Work to complete.
What is needed is an exact repeat of the lines from the line containing "Segment the small" through the final line of the entries below, and nothing else.

Exercise data.
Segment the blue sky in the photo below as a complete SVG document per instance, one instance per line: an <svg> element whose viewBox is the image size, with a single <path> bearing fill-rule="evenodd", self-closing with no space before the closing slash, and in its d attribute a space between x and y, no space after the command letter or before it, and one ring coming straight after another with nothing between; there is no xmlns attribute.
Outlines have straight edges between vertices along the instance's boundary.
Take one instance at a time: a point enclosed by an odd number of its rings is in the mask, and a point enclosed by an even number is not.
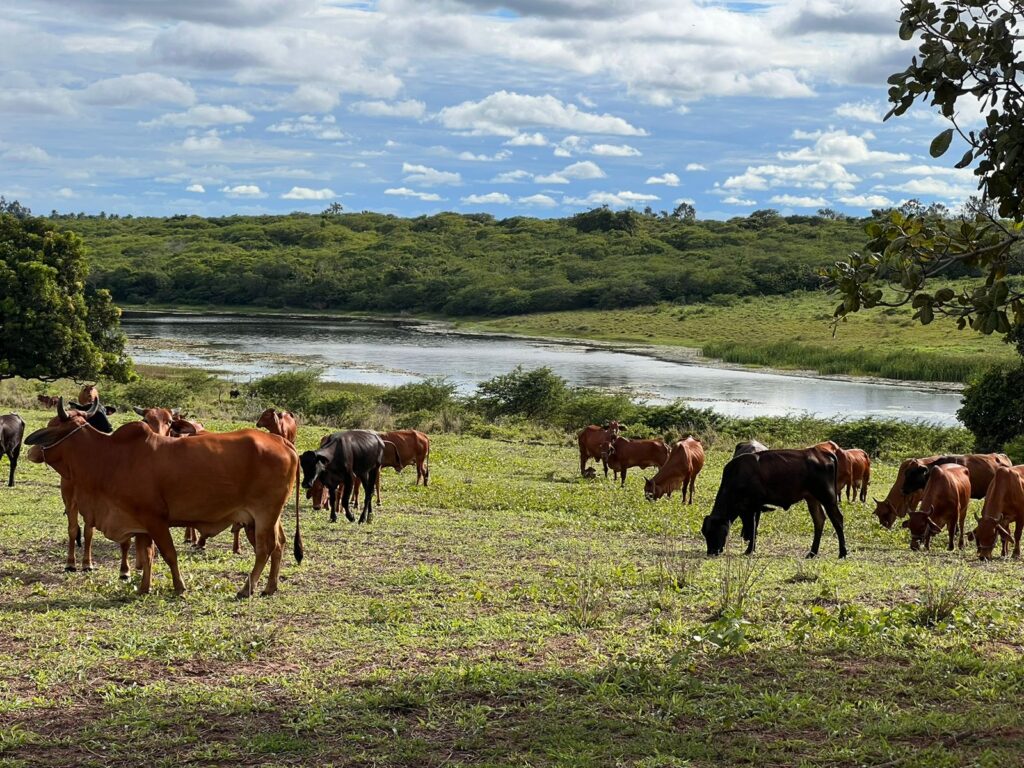
<svg viewBox="0 0 1024 768"><path fill-rule="evenodd" d="M881 122L897 0L8 0L0 194L38 213L701 217L950 206ZM970 123L969 119L965 120Z"/></svg>

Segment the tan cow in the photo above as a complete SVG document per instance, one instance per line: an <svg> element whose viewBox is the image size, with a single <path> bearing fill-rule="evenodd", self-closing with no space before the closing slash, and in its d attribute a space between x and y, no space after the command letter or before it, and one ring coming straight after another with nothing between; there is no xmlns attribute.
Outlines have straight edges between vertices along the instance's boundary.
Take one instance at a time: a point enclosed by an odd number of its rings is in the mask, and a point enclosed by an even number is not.
<svg viewBox="0 0 1024 768"><path fill-rule="evenodd" d="M295 445L295 436L298 433L298 426L295 423L295 416L290 411L275 411L267 408L260 414L256 421L257 427L263 427L272 435L280 435L292 445Z"/></svg>
<svg viewBox="0 0 1024 768"><path fill-rule="evenodd" d="M1003 540L1003 557L1010 543L1010 523L1013 529L1013 557L1020 558L1020 537L1024 533L1024 466L1000 467L992 485L985 494L981 517L974 516L978 527L967 538L978 546L978 557L992 559L996 536Z"/></svg>
<svg viewBox="0 0 1024 768"><path fill-rule="evenodd" d="M662 496L671 498L675 491L682 489L683 501L686 502L686 489L689 487L689 503L693 504L693 489L703 468L704 446L700 440L692 436L680 440L672 446L668 461L657 474L644 482L644 496L652 501Z"/></svg>
<svg viewBox="0 0 1024 768"><path fill-rule="evenodd" d="M608 464L604 460L604 446L619 436L619 422L613 421L603 427L591 424L584 427L583 431L576 436L576 442L580 448L580 474L587 475L587 462L591 459L601 461L604 468L604 476L608 477Z"/></svg>
<svg viewBox="0 0 1024 768"><path fill-rule="evenodd" d="M903 527L910 529L910 548L915 552L924 544L929 549L932 536L949 528L949 550L960 532L960 549L964 548L964 518L971 503L971 478L967 467L959 464L932 464L921 498L921 509L911 510Z"/></svg>
<svg viewBox="0 0 1024 768"><path fill-rule="evenodd" d="M605 443L601 457L608 468L619 474L621 485L626 484L626 471L630 467L661 467L668 461L668 446L661 439L630 440L628 437L616 437Z"/></svg>

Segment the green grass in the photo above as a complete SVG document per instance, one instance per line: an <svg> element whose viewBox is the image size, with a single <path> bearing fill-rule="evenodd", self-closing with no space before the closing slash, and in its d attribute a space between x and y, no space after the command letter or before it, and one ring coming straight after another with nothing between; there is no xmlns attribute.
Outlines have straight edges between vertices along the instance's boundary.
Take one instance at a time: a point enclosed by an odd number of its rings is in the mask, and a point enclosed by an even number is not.
<svg viewBox="0 0 1024 768"><path fill-rule="evenodd" d="M739 299L728 306L658 305L638 309L554 312L462 327L623 343L693 347L730 363L881 376L913 381L966 382L1014 359L996 336L957 331L938 320L922 326L910 310L879 310L829 327L834 300L822 293Z"/></svg>
<svg viewBox="0 0 1024 768"><path fill-rule="evenodd" d="M303 564L248 602L226 535L183 553L185 599L162 563L137 597L102 537L65 574L57 476L25 462L0 488L0 766L1017 764L1021 565L911 553L860 505L846 561L829 529L803 560L803 507L765 515L750 566L708 560L725 460L687 508L577 479L568 441L441 435L431 487L386 473L372 526L307 508Z"/></svg>

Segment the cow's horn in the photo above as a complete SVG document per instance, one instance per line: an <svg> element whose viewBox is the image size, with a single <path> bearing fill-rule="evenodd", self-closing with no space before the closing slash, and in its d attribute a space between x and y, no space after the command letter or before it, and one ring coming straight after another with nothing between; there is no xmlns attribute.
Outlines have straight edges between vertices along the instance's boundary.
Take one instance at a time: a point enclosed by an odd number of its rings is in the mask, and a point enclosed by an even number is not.
<svg viewBox="0 0 1024 768"><path fill-rule="evenodd" d="M879 501L878 499L876 499L876 498L875 498L874 496L872 496L872 497L871 497L871 500L872 500L873 502L875 502L875 506L876 506L876 507L877 507L877 506L880 506L880 505L881 505L881 503L882 503L882 502L880 502L880 501Z"/></svg>
<svg viewBox="0 0 1024 768"><path fill-rule="evenodd" d="M86 417L91 418L92 416L95 416L96 415L96 411L98 411L99 409L100 409L100 399L97 397L95 400L92 401L92 405L89 406L89 410L85 414Z"/></svg>
<svg viewBox="0 0 1024 768"><path fill-rule="evenodd" d="M978 517L977 512L974 513L974 522L976 522L978 525L981 525L981 518Z"/></svg>
<svg viewBox="0 0 1024 768"><path fill-rule="evenodd" d="M57 398L57 415L60 416L60 420L61 421L67 421L68 420L68 412L64 410L64 398L63 398L63 396Z"/></svg>
<svg viewBox="0 0 1024 768"><path fill-rule="evenodd" d="M137 405L133 405L132 406L132 410L135 411L139 416L145 416L146 415L145 409L139 408L139 406L137 406Z"/></svg>

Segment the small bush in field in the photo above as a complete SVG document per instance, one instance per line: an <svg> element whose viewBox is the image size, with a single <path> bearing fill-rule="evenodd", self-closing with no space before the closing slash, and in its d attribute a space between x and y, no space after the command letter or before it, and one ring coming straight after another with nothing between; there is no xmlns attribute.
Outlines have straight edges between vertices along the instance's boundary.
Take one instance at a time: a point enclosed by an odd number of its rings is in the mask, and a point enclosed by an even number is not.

Solution to this task.
Segment the small bush in field in the photo above as a complete SVG document per instance, one instance per line: an <svg> element whose viewBox is the image size, with a single <path> bearing fill-rule="evenodd", self-closing with no space before the closing slash, and in its d attribute a space between x and y, no space after the command letter or before it, and one ring coming straight after another with nothing between; there is no xmlns attribute.
Outlines have straight edges between vertices along the instance's boundary.
Take one instance at a time: a point enclosed by an odd number of its rings is in the mask, and a point enclosed by an even number is not.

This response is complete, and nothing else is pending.